She had known the appellant for two years. He was their porter. When he passed by the kitchen he had a maize cob. That is how she
managed to identify him.
Ms. Kajuga submitted that the identification of the appellant by PW3 was free from error.She prayed Court to allow the appeal.
The learned Judge found “In this case PW3 was in the kitchen whose door faced the shop, which was at that time of 8:00p.m. being manned by her husband.
There was a candle in the shop. The reason for the candle was in my opinion to be able to see the things being sold and most important
the money in all sorts of denominations. It was therefore bright enough for the purpose because the buying and selling went on. If
small things like money coins could be seen, a human being at a distance of 15 metres could certainly be seen much so when he stood
in the light. The kitchen door directly faced the shop. There was therefore direct observation. The buyer would have to make his
requests. They would be handed to him. He would then pay. The time spent in doing all this was certainly ample time for a person
to observe another. It would even be more easier where the person being observed was a common figure in the area. The accused was not only common in the area. He said he had
worked for that family for one month. He was therefore familiar to PW3. She could therefore not have mistaken the person she saw.
She had seen the person clearly to the extent of seeing him holding and eating a cob of maize.At the same time when she answered
the alarm, she had a torch which as she said had new batteries and was bright. She stated that she flashed and the accused jumped
off looked at her once and ran. It was a glance but then she could not have been mistaken because the girl had the maize cob she
had a few moments seen the accused with. The maize cob does corroborate her testimony that the man she saw at the shop was the same
man she found on top of PW4. The maize cob also corroborates the testimony of PW4 when she stated that the man called her and promised
her maize so left the plates she was washing and followed him only to be defiled.”
We agree that the learned Judge minutely scrutinised the evidence regarding identification of the appellant, arriving at the correct conclusion.
We can hardly fault him. We thus uphold the conviction and sentence of ten years imprisonment.
The appeal stands dismissed.
Dated at Kampala this 15th day of June 2007.

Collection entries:
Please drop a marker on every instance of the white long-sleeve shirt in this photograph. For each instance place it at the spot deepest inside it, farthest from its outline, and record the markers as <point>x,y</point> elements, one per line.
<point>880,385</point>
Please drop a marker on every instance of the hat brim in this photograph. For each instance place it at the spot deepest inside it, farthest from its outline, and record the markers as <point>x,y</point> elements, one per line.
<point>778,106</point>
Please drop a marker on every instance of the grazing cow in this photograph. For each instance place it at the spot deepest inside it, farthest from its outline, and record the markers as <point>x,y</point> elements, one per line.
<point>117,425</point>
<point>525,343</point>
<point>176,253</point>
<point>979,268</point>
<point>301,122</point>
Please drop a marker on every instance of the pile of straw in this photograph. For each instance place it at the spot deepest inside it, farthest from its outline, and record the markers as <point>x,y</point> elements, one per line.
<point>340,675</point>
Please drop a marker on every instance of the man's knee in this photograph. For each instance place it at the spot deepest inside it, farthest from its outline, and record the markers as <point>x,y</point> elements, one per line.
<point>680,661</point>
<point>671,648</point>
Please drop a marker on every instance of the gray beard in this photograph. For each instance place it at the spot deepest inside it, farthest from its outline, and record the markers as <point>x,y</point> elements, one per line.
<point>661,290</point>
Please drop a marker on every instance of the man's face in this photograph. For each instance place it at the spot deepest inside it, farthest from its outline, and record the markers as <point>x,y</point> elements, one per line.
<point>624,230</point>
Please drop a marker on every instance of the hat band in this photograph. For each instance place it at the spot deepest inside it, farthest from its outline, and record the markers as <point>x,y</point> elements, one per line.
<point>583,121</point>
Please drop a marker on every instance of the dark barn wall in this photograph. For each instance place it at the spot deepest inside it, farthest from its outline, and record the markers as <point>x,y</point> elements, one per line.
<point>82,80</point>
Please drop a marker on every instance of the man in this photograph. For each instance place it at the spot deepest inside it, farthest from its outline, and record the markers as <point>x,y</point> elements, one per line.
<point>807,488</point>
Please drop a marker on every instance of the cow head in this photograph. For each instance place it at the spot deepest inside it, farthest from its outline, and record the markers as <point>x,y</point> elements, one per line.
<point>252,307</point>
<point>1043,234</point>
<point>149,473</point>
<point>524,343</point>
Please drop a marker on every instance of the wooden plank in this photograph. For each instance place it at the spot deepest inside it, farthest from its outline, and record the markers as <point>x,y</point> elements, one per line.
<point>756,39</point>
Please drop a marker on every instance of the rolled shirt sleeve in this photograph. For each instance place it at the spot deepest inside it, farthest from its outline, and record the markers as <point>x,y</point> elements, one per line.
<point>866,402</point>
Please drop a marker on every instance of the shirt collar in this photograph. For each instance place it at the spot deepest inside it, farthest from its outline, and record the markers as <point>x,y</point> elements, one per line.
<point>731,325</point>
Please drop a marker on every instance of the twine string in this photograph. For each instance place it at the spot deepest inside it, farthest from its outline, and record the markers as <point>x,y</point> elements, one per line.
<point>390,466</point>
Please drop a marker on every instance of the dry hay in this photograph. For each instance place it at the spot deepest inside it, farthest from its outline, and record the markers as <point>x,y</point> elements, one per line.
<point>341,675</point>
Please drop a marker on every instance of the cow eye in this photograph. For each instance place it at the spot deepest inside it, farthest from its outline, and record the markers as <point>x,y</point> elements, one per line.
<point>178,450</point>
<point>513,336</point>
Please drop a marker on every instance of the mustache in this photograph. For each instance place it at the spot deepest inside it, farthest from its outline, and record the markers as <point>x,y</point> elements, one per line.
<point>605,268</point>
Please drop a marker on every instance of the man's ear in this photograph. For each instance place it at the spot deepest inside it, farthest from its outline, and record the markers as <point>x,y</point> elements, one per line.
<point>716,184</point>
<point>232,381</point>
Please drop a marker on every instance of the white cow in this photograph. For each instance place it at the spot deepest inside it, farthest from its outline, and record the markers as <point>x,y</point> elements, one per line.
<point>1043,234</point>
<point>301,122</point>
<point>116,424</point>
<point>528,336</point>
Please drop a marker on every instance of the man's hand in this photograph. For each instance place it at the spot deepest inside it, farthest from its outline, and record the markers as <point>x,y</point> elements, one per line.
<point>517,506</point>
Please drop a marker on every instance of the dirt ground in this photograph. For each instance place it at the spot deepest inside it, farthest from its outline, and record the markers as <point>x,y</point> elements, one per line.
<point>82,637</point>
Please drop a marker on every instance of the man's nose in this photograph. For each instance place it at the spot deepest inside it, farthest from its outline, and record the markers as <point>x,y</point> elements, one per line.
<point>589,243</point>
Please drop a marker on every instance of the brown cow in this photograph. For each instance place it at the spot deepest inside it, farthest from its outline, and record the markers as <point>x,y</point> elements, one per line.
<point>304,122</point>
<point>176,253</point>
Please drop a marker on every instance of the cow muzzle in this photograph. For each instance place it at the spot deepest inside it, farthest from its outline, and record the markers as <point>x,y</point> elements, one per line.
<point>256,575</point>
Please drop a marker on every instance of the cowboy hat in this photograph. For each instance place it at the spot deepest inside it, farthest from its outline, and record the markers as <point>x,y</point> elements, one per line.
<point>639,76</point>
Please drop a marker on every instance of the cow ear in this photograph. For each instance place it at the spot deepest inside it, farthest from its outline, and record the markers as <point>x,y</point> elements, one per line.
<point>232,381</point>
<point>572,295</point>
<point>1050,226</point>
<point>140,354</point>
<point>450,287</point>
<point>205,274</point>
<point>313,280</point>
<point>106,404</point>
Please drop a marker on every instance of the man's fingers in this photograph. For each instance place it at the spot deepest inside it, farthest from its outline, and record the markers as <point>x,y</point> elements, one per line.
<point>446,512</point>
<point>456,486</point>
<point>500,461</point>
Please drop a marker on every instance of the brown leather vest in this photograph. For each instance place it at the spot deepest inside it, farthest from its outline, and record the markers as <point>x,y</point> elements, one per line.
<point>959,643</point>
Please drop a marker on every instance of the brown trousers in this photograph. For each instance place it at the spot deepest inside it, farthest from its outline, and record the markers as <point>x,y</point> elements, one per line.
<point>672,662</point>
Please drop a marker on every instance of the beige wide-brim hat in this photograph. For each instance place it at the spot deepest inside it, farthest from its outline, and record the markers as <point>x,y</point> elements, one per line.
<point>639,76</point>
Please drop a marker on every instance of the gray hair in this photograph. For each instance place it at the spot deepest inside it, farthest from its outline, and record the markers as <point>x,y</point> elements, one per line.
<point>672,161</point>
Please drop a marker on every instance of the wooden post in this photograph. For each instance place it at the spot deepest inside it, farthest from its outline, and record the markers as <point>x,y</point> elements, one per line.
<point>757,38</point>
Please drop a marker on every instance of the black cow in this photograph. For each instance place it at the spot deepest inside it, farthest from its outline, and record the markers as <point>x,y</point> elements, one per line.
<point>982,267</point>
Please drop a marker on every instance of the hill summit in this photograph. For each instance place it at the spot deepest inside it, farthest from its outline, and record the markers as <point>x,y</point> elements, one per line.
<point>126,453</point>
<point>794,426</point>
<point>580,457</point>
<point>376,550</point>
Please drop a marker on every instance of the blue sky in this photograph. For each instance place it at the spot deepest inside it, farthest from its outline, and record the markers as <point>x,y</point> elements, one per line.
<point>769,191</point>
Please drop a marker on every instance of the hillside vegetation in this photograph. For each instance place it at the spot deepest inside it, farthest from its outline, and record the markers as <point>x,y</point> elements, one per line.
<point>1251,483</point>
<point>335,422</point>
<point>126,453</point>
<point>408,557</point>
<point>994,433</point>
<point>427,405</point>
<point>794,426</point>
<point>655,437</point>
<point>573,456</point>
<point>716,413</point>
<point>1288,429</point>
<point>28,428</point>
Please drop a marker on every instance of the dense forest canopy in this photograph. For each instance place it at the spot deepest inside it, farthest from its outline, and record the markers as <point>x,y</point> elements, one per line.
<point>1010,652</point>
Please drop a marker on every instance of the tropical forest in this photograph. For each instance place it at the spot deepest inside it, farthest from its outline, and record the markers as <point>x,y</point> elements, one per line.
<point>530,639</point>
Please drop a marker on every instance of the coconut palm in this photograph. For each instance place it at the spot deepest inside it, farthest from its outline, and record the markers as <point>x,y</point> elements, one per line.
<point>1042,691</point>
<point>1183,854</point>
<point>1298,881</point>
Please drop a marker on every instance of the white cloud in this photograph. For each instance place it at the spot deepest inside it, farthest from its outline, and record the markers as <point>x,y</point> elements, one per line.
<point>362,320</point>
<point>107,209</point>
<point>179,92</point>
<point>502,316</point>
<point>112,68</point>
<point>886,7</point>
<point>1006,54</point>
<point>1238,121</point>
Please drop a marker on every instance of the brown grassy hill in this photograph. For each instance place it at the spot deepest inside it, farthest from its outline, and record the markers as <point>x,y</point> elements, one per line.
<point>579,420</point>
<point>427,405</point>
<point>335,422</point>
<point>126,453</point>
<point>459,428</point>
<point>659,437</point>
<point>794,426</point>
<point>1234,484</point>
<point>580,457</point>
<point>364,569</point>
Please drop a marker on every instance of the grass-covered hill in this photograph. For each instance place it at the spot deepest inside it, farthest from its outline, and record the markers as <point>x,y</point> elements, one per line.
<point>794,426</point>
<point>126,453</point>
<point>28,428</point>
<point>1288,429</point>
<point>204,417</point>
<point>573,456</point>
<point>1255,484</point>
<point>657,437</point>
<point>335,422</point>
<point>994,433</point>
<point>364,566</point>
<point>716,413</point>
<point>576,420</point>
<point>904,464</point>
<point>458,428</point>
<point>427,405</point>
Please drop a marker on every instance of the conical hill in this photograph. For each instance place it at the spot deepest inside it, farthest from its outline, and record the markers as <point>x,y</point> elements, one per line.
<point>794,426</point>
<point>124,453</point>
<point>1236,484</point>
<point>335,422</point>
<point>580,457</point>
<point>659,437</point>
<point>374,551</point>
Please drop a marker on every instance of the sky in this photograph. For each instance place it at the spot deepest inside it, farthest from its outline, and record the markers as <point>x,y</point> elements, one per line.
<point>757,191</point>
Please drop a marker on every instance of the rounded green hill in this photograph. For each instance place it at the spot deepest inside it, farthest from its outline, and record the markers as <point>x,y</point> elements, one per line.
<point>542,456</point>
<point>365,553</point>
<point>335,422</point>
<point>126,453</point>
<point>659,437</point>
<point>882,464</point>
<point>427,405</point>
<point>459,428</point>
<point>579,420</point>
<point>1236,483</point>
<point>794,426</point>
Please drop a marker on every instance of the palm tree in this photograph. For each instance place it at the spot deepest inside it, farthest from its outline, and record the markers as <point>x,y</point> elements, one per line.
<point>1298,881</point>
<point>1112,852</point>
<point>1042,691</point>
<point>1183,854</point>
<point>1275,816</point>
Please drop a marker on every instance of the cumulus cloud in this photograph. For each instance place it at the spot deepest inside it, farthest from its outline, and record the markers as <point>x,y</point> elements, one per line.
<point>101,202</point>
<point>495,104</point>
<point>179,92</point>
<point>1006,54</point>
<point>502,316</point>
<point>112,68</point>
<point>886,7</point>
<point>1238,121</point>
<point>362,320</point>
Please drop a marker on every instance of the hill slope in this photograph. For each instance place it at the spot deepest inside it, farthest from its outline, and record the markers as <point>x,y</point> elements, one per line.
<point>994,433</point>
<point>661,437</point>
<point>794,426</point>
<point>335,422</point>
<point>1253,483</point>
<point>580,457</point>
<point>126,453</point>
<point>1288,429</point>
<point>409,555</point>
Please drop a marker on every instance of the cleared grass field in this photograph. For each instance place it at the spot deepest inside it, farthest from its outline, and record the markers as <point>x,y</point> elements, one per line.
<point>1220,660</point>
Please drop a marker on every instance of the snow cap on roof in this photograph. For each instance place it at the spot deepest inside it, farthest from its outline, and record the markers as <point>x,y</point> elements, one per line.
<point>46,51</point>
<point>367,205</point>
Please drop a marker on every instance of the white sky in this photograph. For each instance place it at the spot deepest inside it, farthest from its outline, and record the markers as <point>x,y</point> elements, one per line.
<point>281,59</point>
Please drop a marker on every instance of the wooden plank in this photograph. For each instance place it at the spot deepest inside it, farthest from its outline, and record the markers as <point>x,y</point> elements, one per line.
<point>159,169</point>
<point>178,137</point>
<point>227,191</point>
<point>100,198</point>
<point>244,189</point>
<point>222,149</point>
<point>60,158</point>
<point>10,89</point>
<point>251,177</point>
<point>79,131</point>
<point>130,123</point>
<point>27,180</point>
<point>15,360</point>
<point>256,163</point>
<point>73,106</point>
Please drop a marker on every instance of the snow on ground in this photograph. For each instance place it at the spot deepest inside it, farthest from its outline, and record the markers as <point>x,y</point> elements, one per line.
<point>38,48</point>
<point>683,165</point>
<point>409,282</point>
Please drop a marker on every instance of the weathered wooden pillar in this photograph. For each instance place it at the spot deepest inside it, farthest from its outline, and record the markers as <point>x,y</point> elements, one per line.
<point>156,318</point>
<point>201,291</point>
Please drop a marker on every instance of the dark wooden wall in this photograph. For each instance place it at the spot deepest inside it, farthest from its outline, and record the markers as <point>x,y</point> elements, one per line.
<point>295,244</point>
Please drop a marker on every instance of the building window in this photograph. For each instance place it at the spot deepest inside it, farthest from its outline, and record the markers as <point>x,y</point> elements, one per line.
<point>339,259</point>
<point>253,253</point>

*WRITTEN EXERCISE 1:*
According to the appeal judgment, what sentence did the court uphold along with the conviction?
*WRITTEN EXERCISE 2:*
Transcribe the part of the appeal judgment that opens with the words "She had known" and closes with "to identify him.".

*EXERCISE SOLUTION 1:*
Ten years imprisonment.

*EXERCISE SOLUTION 2:*
She had known the appellant for two years. He was their porter. When he passed by the kitchen he had a maize cob. That is how she
managed to identify him.